INFORMATION:
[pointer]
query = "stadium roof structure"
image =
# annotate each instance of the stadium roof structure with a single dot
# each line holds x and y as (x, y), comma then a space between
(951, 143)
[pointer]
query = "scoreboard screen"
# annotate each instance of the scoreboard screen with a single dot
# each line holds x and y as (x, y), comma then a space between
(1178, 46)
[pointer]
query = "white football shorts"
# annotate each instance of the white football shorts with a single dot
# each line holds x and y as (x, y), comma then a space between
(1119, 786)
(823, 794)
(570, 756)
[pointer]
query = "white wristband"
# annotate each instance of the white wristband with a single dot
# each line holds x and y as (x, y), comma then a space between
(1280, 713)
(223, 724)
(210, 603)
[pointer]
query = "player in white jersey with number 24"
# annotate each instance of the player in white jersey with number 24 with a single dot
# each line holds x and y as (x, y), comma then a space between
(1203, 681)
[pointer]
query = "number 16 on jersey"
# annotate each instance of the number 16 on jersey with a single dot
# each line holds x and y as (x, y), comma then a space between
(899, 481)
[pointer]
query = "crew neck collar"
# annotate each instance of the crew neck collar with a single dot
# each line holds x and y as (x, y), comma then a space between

TASK DETAILS:
Line by line, retype the data exactly as written.

RESPONSE BELOW:
[pointer]
query = "stadium roof structure"
image =
# annotate each instance of the stadium roof structure with a single dot
# each line holds x and y as (x, y), comma then a space between
(951, 143)
[pointer]
query = "scoreboard screen"
# annotate each instance of the scoreboard screen with a single dot
# each line holds x and y as (x, y), comma then a space between
(1178, 46)
[pointer]
query = "white football shorts"
# annotate each instance of the white football shorts with a single dot
# each line holds x and y as (x, y), comma then a space between
(1119, 786)
(823, 794)
(570, 756)
[pointer]
query = "white wristband"
# annotate each instance of the white wristband with a single dot
# each line holds x and y as (x, y), comma then a space between
(1280, 713)
(223, 724)
(210, 603)
[pointer]
query = "player in white jersey with number 24"
# annotate each instance of the player in white jersey with number 24 with a single dot
# each line holds x and y as (x, y), comma then a space between
(1203, 681)
[pointer]
query = "number 16 on jersey"
# annotate each instance of the number 16 on jersey with a single dot
# each line holds x and y as (x, y), comma then a space between
(899, 481)
[pointer]
query = "crew neck collar"
# annotate each instance of the crew neck collar with a single dot
# each line holds x and y as (x, y), comma then a space between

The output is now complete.